**WHAT YOU WILL DO:**
a. Answer these questions from the Spotted Lake article:
(i) What is Spotted Lake called in the Nsyilxcən language?
(ii) What other name does the article give for magnesium sulfate?
(iii) What is the only process that removes water from the lake?
b. Carry on the Spotted Lake article from its last sentence, adding a few paragraphs in the same style.

**SOURCE TEXT:**
*-*-*

Spotted Lake: Canada's soda lake with colorful brine pools that are smelly and slimy 'like the white of an egg'

Aerial view of Spotted Lake in Canada. We see a white crust with shallow pools of yellow and greenish water.
Spotted Lake has a mineral-rich crust that becomes visible in summer, when the lake's water evaporates. (Image credit: Nalidsa Sukprasert/Getty Images)
QUICK FACTS

Name: Spotted Lake

Location: Southern British Columbia, Canada

Coordinates: 49.0779, -119.5668

Why it's incredible: In summer, the lake looks like a giant doily in the landscape.

Spotted Lake — also known as Khiluk Lake in the local Indigenous Nsyilxcən language — is a soda lake named after strange circles that appear on its surface in the summer.

The lake is incredibly rich in minerals, including sodium sulfates, calcium, magnesium sulfate — which is also known as Epsom salt — and trace amounts of silver and titanium. As temperatures rise every spring and summer, most of the water in the lake evaporates and minerals that were dissolved precipitate, leaving a pitted, white crust that looks like a giant doily.

The mineral crust exists year-round and can be seen beneath the water outside of summer, but the best time to see it is in the hotter months. Spotted Lake has no outlet, meaning evaporation is the only process that removes water from the lake. Precipitation and runoff from the surrounding hills increase the water level periodically, which also brings more minerals that crystallize into the crust.

Spotted Lake is a soda lake, meaning it is extremely salty and alkaline. Soda lakes typically form in closed basins, where minerals leach from surrounding rocks and become highly concentrated.

*-*-*

**PROVIDED MATERIAL:**
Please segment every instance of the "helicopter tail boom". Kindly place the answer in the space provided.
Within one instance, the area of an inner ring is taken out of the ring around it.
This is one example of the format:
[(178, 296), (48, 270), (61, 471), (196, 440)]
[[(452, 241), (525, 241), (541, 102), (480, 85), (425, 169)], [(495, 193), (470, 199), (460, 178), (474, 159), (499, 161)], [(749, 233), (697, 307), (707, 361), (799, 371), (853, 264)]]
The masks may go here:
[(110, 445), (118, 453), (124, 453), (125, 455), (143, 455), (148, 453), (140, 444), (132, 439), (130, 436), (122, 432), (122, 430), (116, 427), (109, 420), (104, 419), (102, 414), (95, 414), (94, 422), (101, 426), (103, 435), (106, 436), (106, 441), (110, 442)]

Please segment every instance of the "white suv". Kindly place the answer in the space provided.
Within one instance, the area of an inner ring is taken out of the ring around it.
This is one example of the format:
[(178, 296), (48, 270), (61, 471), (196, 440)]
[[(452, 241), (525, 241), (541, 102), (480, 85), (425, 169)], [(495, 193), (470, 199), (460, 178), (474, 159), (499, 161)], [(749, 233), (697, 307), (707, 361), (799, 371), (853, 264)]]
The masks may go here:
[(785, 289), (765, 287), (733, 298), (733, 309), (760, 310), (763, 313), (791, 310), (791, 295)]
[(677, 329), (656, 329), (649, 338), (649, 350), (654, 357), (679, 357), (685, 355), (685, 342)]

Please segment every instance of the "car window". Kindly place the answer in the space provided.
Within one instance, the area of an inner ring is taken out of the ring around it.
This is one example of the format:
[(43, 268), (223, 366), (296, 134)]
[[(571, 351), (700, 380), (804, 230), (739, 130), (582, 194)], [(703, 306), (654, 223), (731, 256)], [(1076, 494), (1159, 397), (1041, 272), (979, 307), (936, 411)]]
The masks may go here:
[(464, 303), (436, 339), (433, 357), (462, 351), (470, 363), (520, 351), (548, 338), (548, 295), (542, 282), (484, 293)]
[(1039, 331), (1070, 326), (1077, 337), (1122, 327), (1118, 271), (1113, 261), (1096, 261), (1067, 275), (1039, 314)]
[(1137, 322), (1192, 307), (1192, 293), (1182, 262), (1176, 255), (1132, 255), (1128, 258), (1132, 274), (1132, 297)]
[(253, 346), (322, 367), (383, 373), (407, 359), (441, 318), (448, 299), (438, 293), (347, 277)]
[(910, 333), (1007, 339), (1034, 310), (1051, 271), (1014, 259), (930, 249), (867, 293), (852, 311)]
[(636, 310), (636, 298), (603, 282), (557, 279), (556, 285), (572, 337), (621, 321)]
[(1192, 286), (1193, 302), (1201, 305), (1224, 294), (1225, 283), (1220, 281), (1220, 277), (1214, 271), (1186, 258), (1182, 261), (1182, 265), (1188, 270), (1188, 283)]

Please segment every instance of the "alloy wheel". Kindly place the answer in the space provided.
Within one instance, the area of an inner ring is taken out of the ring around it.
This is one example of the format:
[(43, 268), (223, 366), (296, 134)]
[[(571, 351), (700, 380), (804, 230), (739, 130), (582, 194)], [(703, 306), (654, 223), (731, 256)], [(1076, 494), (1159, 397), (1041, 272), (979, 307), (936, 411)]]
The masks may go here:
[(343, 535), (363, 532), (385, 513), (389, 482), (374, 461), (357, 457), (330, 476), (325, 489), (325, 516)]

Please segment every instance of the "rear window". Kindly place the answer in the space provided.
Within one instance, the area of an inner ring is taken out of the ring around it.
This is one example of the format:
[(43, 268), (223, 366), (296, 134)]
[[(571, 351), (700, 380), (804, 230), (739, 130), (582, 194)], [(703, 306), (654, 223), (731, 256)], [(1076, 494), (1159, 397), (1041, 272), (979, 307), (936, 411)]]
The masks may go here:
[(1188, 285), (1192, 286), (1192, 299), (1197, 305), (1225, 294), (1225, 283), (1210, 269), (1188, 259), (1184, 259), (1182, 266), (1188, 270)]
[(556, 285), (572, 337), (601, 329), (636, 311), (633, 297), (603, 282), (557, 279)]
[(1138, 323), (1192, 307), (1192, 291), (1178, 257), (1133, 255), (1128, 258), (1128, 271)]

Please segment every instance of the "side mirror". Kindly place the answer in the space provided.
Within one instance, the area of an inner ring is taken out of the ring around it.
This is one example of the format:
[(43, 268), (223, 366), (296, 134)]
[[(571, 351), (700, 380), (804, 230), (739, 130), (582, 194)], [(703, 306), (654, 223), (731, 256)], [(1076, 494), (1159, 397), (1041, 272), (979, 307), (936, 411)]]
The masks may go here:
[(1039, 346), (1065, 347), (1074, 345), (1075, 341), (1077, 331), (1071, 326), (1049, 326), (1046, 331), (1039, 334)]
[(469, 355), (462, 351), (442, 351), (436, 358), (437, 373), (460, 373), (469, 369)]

*-*-*

**YOUR RESPONSES:**
a.
(i) Khiluk Lake
(ii) Epsom salt
(iii) Evaporation

b.
The lake is 2,300 feet (700 meters) long and 820 feet (250 m) wide. The darker spots in the mineral crust are shallow brine pools, beneath which there are more solidified minerals. These pools can appear blue, green or yellow, depending on the light, the makeup of the crust underneath, and the presence of algae. They can also change size and shape as the crust crystallizes and dissolves.

Geologist Olaf Pitt Jenkins described the texture and smell of the brine at Spotted Lake in a 1918 paper, writing: "The brine itself in the pools was so strong that it was very heavy and very slimy like the white of an egg, and had an offensive odor."

Jenkins visited Spotted Lake because, starting in 1916, the lake's minerals were extracted to make ammunition during World War I. However, Spotted Lake's history and cultural significance goes back much further than that.

For centuries, the Syilx People of the Okanagan Nation have considered Spotted Lake a sacred place of healing. According to their belief, each circle in the lake has unique medicinal properties.

After World War I, the land where the lake sits was acquired and privately owned for about 40 years. But in 2001, the federal government bought back the land for the benefit of the Okanagan Nation. The Syilx People still protect Spotted Lake today, and access to the water is restricted for the general public. A viewing area guarantees good views of the lake, however.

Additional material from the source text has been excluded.